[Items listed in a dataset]

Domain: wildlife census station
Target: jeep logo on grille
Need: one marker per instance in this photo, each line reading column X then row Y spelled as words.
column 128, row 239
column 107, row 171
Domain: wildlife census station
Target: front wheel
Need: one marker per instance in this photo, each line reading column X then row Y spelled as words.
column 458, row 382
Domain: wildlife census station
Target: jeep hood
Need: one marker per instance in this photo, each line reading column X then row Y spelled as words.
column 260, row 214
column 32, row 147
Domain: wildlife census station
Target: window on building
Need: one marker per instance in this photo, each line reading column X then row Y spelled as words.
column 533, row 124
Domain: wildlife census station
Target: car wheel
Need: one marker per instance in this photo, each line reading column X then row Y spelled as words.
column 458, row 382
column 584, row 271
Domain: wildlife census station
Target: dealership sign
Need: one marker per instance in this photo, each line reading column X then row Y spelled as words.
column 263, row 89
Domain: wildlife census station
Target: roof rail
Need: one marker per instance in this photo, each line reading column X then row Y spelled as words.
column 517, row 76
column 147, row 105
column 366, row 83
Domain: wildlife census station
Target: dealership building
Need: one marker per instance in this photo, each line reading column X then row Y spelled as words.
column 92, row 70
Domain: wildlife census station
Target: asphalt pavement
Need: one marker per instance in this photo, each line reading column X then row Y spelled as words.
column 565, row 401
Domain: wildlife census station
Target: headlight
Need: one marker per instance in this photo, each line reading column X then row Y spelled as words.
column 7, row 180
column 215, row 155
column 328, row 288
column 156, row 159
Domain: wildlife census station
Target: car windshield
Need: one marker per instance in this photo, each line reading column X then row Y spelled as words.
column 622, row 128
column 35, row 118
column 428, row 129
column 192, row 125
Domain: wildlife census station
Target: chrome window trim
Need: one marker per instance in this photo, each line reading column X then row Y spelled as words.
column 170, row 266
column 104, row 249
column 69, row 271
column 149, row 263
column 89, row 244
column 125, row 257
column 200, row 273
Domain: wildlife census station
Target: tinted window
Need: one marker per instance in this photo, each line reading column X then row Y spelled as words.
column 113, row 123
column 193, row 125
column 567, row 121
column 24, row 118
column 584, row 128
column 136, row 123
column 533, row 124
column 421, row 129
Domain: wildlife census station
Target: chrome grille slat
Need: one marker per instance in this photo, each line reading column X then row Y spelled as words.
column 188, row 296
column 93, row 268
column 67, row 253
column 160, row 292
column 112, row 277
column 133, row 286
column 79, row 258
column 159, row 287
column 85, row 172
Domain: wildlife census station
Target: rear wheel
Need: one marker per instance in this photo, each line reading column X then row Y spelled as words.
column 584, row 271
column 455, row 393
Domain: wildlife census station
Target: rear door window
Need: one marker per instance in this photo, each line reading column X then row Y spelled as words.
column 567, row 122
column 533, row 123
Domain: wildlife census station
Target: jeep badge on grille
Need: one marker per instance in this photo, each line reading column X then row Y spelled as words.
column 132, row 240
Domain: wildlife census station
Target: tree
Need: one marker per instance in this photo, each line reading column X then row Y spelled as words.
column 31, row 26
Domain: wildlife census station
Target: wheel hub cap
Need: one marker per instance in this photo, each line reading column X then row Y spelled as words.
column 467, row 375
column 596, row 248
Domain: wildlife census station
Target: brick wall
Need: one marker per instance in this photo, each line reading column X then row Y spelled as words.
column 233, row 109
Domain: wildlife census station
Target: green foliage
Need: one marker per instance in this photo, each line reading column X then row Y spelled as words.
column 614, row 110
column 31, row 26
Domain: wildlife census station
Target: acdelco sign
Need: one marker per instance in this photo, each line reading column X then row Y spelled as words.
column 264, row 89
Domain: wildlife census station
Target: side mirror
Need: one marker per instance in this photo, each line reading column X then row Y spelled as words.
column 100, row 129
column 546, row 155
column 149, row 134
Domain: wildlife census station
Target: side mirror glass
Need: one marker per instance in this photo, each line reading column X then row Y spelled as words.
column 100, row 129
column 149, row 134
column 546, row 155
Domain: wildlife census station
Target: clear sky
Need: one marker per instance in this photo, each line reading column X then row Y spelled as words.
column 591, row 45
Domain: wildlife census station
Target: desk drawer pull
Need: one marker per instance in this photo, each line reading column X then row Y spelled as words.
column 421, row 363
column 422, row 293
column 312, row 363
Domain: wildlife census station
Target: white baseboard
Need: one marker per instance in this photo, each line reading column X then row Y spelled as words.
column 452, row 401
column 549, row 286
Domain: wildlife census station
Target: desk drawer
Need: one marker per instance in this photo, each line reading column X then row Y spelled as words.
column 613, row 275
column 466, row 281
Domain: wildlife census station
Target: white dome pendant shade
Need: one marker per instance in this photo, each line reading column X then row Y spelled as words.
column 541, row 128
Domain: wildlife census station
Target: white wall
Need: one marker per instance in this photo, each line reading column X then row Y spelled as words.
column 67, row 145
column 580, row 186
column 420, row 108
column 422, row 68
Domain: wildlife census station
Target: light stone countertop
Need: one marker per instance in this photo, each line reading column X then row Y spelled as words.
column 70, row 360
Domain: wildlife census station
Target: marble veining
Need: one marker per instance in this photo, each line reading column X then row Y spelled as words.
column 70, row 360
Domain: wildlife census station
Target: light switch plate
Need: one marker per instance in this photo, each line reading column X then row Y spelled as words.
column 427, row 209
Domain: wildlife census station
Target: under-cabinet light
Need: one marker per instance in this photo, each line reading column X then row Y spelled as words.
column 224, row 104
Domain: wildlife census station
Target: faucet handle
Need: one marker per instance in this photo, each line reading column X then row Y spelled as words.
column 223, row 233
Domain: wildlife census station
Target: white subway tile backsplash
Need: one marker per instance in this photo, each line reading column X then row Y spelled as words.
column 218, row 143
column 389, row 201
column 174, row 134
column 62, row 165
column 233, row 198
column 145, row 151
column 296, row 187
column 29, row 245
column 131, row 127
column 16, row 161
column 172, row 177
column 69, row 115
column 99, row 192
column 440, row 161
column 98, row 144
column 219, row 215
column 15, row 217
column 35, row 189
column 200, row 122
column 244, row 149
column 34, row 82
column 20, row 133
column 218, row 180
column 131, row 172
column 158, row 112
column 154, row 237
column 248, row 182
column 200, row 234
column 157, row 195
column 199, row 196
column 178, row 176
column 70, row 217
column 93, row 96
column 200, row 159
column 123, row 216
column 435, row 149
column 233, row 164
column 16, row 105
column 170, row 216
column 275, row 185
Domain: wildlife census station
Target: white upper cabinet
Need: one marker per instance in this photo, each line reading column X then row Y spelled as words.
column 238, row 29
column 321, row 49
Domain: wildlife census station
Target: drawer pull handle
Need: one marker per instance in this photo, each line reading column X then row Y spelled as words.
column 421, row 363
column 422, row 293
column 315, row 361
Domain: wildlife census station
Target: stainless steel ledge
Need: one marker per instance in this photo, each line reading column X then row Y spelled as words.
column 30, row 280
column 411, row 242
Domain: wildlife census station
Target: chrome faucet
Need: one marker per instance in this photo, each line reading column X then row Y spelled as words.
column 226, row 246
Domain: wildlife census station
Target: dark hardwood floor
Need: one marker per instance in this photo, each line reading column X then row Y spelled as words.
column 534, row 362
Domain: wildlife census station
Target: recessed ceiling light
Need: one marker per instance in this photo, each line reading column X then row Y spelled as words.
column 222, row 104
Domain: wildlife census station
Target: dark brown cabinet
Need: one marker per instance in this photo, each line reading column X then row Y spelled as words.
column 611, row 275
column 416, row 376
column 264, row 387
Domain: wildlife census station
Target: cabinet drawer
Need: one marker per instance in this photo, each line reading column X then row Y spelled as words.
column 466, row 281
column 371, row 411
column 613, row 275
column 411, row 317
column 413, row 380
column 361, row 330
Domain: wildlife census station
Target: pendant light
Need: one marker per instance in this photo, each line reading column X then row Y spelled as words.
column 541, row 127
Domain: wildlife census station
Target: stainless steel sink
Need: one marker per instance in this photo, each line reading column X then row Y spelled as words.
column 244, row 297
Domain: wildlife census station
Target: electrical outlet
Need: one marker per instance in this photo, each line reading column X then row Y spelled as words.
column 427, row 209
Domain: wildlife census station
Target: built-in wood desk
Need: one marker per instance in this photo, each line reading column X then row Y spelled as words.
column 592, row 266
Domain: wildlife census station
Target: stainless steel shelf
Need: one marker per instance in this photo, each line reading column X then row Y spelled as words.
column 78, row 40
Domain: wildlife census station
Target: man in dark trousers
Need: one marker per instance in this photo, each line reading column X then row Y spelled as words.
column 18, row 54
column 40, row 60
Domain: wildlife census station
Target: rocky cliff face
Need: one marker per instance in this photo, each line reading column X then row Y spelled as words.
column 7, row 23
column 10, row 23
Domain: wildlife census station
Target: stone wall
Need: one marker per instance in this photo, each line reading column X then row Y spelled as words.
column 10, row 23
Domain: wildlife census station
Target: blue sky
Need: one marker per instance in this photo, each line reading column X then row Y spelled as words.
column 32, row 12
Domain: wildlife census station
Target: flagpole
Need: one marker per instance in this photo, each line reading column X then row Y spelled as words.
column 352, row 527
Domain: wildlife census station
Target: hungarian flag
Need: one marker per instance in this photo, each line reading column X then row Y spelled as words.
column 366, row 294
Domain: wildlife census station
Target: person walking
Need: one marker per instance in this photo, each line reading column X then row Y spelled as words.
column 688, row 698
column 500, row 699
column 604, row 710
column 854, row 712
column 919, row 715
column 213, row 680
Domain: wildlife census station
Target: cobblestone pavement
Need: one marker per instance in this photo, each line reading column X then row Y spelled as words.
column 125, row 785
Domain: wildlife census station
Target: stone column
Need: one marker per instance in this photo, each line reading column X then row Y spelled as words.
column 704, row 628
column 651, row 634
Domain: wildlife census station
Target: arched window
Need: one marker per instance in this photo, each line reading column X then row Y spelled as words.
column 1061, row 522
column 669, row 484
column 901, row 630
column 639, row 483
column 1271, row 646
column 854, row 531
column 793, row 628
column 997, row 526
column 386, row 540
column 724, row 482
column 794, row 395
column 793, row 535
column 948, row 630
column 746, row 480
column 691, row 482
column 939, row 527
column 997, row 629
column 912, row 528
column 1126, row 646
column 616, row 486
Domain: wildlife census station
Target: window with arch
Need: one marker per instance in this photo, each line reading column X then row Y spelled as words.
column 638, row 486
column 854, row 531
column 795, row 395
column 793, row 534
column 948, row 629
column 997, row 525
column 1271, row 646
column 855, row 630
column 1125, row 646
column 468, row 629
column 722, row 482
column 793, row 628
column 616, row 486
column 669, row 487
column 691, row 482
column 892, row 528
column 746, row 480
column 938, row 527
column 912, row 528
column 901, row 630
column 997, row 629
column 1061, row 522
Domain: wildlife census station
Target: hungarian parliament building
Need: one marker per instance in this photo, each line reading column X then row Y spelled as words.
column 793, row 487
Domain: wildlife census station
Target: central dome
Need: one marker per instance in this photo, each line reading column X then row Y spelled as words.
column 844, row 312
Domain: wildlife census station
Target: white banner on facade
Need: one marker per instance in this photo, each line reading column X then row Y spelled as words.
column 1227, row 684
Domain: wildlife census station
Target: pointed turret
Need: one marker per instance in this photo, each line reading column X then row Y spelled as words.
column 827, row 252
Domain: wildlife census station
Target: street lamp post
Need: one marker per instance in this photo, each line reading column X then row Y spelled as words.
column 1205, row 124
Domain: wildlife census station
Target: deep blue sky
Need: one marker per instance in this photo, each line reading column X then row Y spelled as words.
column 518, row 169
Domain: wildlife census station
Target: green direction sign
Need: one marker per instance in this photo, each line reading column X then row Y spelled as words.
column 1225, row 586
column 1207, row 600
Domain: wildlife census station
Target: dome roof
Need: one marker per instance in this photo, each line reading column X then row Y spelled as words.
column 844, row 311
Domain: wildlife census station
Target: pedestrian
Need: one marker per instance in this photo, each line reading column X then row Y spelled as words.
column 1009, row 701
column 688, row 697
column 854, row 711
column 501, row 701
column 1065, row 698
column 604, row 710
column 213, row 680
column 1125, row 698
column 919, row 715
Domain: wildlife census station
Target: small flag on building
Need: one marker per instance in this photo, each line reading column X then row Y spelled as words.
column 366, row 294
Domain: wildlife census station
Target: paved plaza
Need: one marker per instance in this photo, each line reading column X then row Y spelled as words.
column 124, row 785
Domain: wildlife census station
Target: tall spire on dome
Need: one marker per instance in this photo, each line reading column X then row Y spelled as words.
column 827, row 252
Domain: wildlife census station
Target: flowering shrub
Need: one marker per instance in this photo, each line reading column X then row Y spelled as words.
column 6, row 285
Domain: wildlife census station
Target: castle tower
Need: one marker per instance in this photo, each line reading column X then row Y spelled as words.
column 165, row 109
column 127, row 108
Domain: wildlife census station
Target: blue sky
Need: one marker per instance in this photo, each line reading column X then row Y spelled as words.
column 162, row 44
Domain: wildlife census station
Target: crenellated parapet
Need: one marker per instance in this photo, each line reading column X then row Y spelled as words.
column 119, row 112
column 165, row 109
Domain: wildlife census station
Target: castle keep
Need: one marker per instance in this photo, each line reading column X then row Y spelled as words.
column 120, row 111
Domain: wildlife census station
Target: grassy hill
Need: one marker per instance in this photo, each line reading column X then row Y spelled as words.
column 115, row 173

# [ASSIGNMENT]
From the entries above, restate word for word the lines from the line containing "Target: car wheel" to the line containing "Target: dealership building", both ends included, and nothing more.

# [ANSWER FOR THE TASK]
Target: car wheel
Need: one marker per instance in this photo, each line reading column X then row Y spelled as words.
column 458, row 382
column 584, row 271
Domain: wildlife census station
Target: dealership sign
Need: one marker per instance in this photo, each line reading column X then row Y spelled as words.
column 263, row 89
Domain: wildlife census station
Target: roof rail
Need: one marker per instance in this photo, each line reading column X then row Y spelled as words.
column 517, row 76
column 147, row 105
column 366, row 83
Domain: wildlife census station
Target: dealership building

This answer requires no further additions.